# WHAT THE TASK ASKS
Answer these questions from the public announcement below.
1. What is the issue date of the announcement that this one supersedes?
2. How many people were killed in the three suicide bomb attacks in Algeria?
3. Outside which two sites in Casablanca did simultaneous bombings occur?

# SELECTED PASSAGE
Middle East and North Africa Public Announcement
Issued by U.S. State Department
Nov 08, 2007
This Public Announcement is being updated as the Department of State continues to alert Americans to ongoing security concerns in the Middle East and North Africa, including Iraq. U.S. citizens are reminded to maintain a high level of vigilance and to take appropriate steps to increase their security awareness. This message supersedes the Public Announcement issued on May 14, 2007.
Credible information indicates terrorist groups seek to continue attacks against U.S. interests in the Middle East and North Africa. Terrorist actions may include bombings, hijackings, hostage taking, kidnappings, and assassinations. While conventional weapons such as explosive devices are a more immediate threat in many areas, use of non-conventional weapons, including chemical or biological agents, must be considered a possible threat. Terrorists do not distinguish between official and civilian targets. Increased security at official U.S. facilities has led terrorists and their sympathizers to seek softer targets such as public transportation, residential areas, and public areas where people congregate, including restaurants, hotels, clubs, and shopping areas. Three suicide bomb attacks in July and September of 2007 in Algeria killed more than 80 people. In July 2007, suspected al-Qaida operatives carried out a vehicle-borne explosive device attack on tourists at the Bilquis Temple in Yemen, which resulted in the deaths of eight Spanish tourists and their two Yemeni drivers. There was a series of bombings in Morocco in March and April 2007, two of which occurred simultaneously outside the U.S. Consulate General and the private American Language Center in Casablanca. Additionally, an attack took place on the American International School in Gaza in April 2007. These events underscore the intent of terrorist entities to target facilities perceived to cater to Westerners. Potential targets are not limited to those companies or establishments with overt U.S. ties. For instance, terrorists may target movie theaters, liquor stores, bars, casinos, or any similar type of establishment, regardless of whether they are owned and operated by host country nationals. Due to varying degrees of security at all such locations, Americans should be particularly vigilant when visiting these establishments.

Stored data entries
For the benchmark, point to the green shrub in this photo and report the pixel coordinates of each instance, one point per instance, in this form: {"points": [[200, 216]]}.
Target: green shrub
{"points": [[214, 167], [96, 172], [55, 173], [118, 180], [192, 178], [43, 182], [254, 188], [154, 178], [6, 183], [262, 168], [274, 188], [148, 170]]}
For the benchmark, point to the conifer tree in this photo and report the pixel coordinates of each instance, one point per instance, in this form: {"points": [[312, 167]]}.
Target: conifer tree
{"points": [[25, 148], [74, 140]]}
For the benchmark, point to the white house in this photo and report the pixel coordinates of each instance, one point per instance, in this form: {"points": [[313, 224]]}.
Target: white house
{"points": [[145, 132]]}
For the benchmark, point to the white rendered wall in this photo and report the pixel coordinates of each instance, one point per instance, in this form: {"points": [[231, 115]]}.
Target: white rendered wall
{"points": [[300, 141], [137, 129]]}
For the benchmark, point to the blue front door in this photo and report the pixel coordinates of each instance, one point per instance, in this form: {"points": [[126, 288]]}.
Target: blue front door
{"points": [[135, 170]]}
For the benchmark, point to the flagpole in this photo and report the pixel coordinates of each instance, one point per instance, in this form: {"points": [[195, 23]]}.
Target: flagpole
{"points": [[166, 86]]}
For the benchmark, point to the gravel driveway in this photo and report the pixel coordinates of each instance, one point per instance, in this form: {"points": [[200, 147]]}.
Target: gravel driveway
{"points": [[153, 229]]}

# TASK RESPONSE
1. May 14, 2007.
2. More than 80 people.
3. The U.S. Consulate General and the private American Language Center.